Polecenia
a – W jakim modelu samochodu użytkownik Rybaczenkow ma, według wątku o ogrzewaniu, ten sam problem?
b – Wypisz fragment wątku o ogrzewaniu, zaczynając od słów „to rada z innego” i dalej aż do słów „coraz cieplej )”.
c – Określ, czy podane stwierdzenia zgadzają się z wątkiem o ogrzewaniu, i przy każdym przytocz rozstrzygające słowa wątku: (i) Croolick radzi wpisać w wyszukiwarkę hasło „ogrzewanie”. (ii) Problem znaleziony przez wodzu na forum mb.org został tam w pełni wyjaśniony. (iii) Croolick ocenia szanse na rozwiązanie problemu na 90%.

Tekst źródłowy
----

MB/8 Club Poland - Klub i forum miłośników samochodów Mercedes-Benz https://www.forum.w114-115.org.pl/ |
|
[W124] grzeje non stop https://www.forum.w114-115.org.pl/viewtopic.php?f=25&t=18509 |
Strona 1 z 2 |
Autor: | wodzu [ czw kwie 27, 2006 11:08 pm ] |
Tytuł: | [W124] grzeje non stop |
witam miałem poszukać Cytuj: Wpisz w wyszukiwarkie "elektrozawór".
to rada z innego wątku ale szukam i nic co by dotyczyło ogrzewania. objaw: mimo skręcenia pokręteł na zero. dalej grzeje brr a tu coraz cieplej ![]() na forum mb.org znalazłem podobny problem ale właściwie nie wyjaśniony. |
Autor: | Rybaczenkow [ czw kwie 27, 2006 11:27 pm ] |
Tytuł: | |
mam to samo w w126 i nie wiem jak sie z tym uporac ![]() |
Autor: | Croolick [ czw kwie 27, 2006 11:41 pm ] |
Tytuł: | |
Chłopaki, wrzućcie do szukaja hasło "ogrzewanie", jest co najmniej kilka wątków pt. ogrzewanie w w124 albo w126. Podłubać wreszcie tematów,potem w aucie i daję 90% że rozwiążecie problem. ![]() P.Sdokładnie to powinno chyba być zawór elektromagnetyczny ![]() |
Autor: | Pioterek [ czw kwie 27, 2006 11:48 pm ] |
Tytuł: | |
wodzu pisze: mimo skręcenia pokręteł na zero. dalej grzeje brr a tu coraz cieplej )

----

Dostarczone dane
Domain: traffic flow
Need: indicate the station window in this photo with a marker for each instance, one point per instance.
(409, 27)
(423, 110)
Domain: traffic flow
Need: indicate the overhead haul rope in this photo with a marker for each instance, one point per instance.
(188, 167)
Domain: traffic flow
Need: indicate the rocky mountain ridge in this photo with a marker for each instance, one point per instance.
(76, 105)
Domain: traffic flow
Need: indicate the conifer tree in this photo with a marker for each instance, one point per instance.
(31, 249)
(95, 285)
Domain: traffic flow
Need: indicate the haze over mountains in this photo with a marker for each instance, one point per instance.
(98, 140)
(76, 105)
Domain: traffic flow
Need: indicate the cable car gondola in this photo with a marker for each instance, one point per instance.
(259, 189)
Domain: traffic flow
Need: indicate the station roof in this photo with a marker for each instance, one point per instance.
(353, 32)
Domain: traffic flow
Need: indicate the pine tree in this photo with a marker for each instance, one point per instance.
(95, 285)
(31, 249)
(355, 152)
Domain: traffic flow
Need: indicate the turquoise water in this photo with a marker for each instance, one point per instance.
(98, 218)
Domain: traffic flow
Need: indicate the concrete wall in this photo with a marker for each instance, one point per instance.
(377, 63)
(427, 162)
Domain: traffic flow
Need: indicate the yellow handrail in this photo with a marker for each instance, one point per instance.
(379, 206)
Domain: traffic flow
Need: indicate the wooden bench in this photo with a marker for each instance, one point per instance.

----

Odpowiedzi
a – W modelu W126.

b –
to rada z innego wątku ale szukam i nic co by dotyczyło ogrzewania. objaw: mimo skręcenia pokręteł na zero. dalej grzeje brr a tu coraz cieplej ![]() na forum mb.org znalazłem podobny problem ale właściwie nie wyjaśniony. |
Autor: | Rybaczenkow [ czw kwie 27, 2006 11:27 pm ] |
Tytuł: | |
mam to samo w w126 i nie wiem jak sie z tym uporac ![]() |
Autor: | Croolick [ czw kwie 27, 2006 11:41 pm ] |
Tytuł: | |
Chłopaki, wrzućcie do szukaja hasło "ogrzewanie", jest co najmniej kilka wątków pt. ogrzewanie w w124 albo w126. Podłubać wreszcie tematów,potem w aucie i daję 90% że rozwiążecie problem. ![]() P.Sdokładnie to powinno chyba być zawór elektromagnetyczny ![]() |
Autor: | Pioterek [ czw kwie 27, 2006 11:48 pm ] |
Tytuł: | |
wodzu pisze: mimo skręcenia pokręteł na zero. dalej grzeje brr a tu coraz cieplej )

c –
(i) Tak: „wrzućcie do szukaja hasło "ogrzewanie"”.
(ii) Nie: „na forum mb.org znalazłem podobny problem ale właściwie nie wyjaśniony”.
(iii) Tak: „daję 90% że rozwiążecie problem”.